● **TASK STATEMENT**
Copy out the stretch from the line containing "Produce for each" through the line containing "positive clicks: (245, 370)", including both of those lines.

● **EXERCISE INPUTS**
=======

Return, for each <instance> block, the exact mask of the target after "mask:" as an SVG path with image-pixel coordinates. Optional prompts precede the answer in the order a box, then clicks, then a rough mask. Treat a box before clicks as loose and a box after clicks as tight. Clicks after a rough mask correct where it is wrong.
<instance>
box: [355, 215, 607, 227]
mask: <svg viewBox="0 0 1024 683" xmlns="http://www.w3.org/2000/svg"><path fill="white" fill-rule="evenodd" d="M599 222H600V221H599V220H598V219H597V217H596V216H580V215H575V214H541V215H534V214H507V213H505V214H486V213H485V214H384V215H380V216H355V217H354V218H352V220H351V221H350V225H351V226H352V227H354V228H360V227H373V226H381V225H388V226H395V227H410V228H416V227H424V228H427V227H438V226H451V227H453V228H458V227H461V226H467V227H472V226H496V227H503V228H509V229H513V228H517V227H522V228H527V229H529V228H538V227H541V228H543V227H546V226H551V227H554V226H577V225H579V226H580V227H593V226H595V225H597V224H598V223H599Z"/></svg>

=======

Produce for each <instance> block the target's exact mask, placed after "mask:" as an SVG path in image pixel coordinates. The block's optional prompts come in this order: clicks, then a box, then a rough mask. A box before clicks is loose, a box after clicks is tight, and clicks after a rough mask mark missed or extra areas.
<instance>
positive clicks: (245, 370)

=======

● **SOLUTION FOR THIS TASK**
Produce for each <instance> block the target's exact mask, placed after "mask:" as an SVG path in image pixel coordinates. The block's optional prompts come in this order: clicks, then a box, then a rough mask. A box before clicks is loose, a box after clicks is tight, and clicks after a rough mask mark missed or extra areas.
<instance>
positive clicks: (245, 370)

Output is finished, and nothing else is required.